**To be done**
Rewrite the material from its start through the line containing "(33, 105), (495, 477)", inclusive, putting "Sample output" in place of "Example output" and leaving everything else as it is. Leave the pictures out of your answer.

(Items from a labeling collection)

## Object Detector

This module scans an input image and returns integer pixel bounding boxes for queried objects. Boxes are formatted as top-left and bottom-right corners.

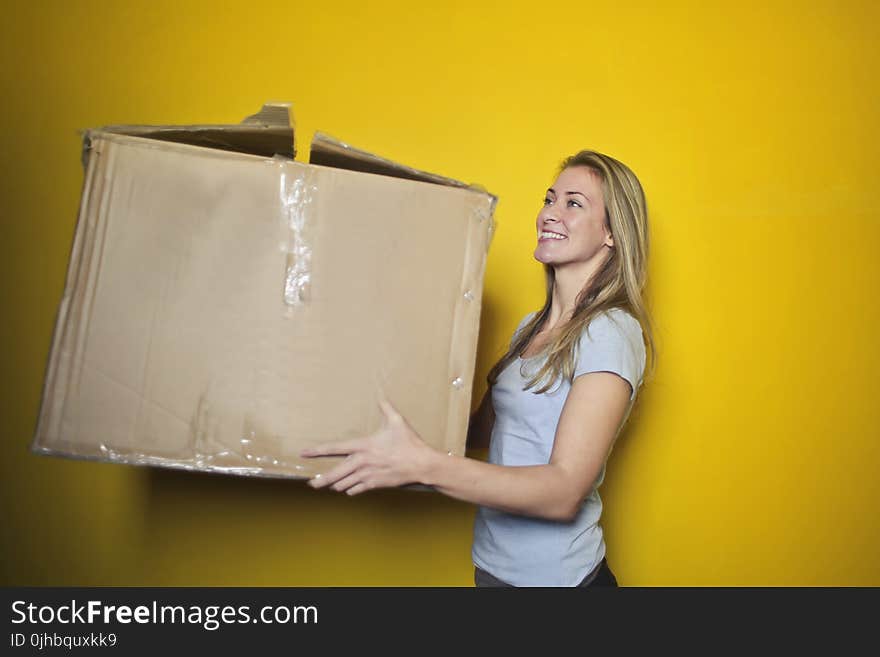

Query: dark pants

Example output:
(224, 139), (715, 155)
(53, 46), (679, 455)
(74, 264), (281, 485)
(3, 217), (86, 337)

(474, 558), (617, 588)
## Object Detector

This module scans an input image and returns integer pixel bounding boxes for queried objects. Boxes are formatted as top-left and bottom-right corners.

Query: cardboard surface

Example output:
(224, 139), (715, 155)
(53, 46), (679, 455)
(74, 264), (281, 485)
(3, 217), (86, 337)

(33, 105), (495, 477)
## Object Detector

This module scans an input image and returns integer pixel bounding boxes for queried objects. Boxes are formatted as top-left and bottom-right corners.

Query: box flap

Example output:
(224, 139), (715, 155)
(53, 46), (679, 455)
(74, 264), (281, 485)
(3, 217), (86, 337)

**Written response**
## Object Detector

This module scans an input image and returns integer pixel bounding boxes for queried objects. Boxes are formatted as top-left and bottom-right corners.


Query: dark pants

Sample output:
(224, 139), (715, 155)
(53, 46), (679, 455)
(74, 264), (281, 485)
(3, 217), (86, 337)

(474, 558), (617, 588)
## Object Detector

This module scans an input image and returns integer pixel bounding boxes for queried objects. Boxes are formatted as top-left and bottom-right corners.

Query: cardboard surface

Sample output:
(224, 139), (715, 155)
(53, 46), (679, 455)
(74, 264), (281, 485)
(3, 217), (86, 337)

(33, 105), (495, 477)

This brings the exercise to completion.